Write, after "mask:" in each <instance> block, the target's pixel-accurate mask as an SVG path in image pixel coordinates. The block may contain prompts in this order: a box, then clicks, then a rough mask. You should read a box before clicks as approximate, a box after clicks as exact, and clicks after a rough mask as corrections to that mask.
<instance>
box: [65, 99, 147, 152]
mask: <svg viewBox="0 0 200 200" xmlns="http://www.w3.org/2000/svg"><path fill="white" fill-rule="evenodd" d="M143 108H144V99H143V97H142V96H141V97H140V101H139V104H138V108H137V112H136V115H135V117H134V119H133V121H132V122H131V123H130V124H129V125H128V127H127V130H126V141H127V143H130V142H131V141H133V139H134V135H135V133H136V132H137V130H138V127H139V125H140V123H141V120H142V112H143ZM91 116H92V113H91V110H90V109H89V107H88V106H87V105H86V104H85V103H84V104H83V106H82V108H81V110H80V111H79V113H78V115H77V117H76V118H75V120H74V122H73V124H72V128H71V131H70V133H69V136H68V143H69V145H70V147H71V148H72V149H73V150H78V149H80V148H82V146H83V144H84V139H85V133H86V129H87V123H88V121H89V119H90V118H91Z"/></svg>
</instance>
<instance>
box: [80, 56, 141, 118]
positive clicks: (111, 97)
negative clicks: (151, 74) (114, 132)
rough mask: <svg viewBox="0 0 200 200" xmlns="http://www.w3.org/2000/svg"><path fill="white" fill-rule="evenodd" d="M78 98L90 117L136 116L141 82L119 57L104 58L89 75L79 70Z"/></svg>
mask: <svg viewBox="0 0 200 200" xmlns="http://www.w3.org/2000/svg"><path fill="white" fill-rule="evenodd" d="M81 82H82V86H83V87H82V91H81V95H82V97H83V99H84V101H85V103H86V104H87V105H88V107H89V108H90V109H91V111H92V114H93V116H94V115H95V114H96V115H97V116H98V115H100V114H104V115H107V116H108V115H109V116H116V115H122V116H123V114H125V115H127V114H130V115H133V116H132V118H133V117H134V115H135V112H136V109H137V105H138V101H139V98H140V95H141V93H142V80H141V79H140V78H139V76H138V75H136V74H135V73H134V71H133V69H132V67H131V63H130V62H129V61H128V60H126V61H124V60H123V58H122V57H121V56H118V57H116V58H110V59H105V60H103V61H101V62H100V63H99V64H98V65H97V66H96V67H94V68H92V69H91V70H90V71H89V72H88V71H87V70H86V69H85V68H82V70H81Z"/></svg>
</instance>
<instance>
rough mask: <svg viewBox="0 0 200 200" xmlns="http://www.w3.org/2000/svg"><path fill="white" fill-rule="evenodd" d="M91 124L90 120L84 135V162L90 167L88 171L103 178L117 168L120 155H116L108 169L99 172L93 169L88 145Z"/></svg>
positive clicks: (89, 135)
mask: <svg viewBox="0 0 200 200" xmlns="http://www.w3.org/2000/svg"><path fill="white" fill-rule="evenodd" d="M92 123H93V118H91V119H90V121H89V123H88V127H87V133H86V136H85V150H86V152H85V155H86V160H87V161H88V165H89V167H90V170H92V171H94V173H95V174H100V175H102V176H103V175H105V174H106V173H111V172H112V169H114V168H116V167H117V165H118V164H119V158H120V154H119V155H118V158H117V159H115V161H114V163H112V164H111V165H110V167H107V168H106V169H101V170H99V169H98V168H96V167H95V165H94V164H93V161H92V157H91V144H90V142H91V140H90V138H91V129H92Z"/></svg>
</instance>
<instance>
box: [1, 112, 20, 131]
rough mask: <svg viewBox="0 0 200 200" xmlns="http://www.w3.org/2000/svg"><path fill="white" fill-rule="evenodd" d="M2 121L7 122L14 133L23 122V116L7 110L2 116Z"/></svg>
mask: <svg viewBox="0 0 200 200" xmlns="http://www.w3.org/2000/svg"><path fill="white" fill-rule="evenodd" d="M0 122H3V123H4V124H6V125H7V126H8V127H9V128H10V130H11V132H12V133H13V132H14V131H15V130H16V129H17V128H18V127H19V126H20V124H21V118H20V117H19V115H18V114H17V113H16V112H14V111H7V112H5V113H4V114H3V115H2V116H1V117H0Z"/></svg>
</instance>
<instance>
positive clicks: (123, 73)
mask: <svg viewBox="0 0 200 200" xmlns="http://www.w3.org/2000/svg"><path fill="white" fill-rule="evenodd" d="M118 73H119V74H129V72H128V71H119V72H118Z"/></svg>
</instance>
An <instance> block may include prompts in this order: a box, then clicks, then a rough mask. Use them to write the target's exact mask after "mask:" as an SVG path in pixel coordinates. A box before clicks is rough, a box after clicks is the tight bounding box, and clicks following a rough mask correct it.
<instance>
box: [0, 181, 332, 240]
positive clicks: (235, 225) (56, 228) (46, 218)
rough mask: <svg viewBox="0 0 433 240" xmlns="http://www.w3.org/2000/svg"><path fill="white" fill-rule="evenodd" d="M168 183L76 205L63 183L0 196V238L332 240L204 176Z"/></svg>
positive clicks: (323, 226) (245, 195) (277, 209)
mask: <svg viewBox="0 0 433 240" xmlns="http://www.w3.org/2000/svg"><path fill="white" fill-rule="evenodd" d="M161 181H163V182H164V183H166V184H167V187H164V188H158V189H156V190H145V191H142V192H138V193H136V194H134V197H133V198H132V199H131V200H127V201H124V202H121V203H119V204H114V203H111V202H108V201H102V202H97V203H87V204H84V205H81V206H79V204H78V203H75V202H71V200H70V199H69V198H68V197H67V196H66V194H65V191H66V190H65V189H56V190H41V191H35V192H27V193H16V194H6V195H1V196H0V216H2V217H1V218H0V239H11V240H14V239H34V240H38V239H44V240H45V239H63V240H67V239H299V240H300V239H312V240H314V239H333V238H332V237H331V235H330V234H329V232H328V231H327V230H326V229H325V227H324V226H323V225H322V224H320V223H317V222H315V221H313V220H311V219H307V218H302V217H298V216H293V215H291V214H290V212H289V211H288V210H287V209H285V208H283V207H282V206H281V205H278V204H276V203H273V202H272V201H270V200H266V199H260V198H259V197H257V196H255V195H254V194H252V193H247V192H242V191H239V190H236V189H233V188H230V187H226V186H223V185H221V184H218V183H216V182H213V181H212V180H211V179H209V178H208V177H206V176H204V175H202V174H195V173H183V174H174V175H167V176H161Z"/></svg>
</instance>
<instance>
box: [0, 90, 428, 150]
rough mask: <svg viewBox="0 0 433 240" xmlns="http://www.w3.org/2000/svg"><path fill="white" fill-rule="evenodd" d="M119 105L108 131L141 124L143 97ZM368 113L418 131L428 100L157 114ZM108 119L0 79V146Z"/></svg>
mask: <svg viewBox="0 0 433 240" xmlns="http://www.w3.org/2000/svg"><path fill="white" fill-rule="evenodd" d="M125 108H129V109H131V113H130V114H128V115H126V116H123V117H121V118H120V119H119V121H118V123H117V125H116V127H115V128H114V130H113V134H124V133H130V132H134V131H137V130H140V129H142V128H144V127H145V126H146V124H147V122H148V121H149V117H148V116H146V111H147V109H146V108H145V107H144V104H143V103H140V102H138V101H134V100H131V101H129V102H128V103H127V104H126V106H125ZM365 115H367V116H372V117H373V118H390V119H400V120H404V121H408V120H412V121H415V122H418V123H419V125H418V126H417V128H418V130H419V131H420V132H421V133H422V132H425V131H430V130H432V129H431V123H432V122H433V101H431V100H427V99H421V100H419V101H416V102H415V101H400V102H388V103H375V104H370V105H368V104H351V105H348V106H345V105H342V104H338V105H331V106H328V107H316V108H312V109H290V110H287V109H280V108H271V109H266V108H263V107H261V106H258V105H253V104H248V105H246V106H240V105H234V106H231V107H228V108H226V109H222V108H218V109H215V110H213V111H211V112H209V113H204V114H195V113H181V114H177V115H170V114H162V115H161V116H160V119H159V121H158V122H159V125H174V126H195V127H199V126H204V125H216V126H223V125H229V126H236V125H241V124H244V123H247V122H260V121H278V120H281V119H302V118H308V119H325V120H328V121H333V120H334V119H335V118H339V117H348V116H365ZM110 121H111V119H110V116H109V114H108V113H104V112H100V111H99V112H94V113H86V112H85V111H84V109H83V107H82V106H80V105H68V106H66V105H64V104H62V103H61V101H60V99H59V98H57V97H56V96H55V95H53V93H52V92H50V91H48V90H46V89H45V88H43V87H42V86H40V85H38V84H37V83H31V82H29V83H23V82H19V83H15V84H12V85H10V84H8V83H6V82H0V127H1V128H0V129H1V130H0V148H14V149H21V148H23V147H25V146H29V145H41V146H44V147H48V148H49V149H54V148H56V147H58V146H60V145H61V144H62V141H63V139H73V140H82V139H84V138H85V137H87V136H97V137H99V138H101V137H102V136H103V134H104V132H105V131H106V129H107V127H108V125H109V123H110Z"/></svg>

- - - - -

# WHAT YOU WILL DO:
Give the listing's lines as a JSON list of strings, one string per line and no blank lines, from its first line up to and including the line that contains "box: [65, 99, 147, 152]".

# RESULT FOR THIS EXERCISE:
[
  "Write, after \"mask:\" in each <instance> block, the target's pixel-accurate mask as an SVG path in image pixel coordinates. The block may contain prompts in this order: a box, then clicks, then a rough mask. You should read a box before clicks as approximate, a box after clicks as exact, and clicks after a rough mask as corrections to that mask.",
  "<instance>",
  "box: [65, 99, 147, 152]"
]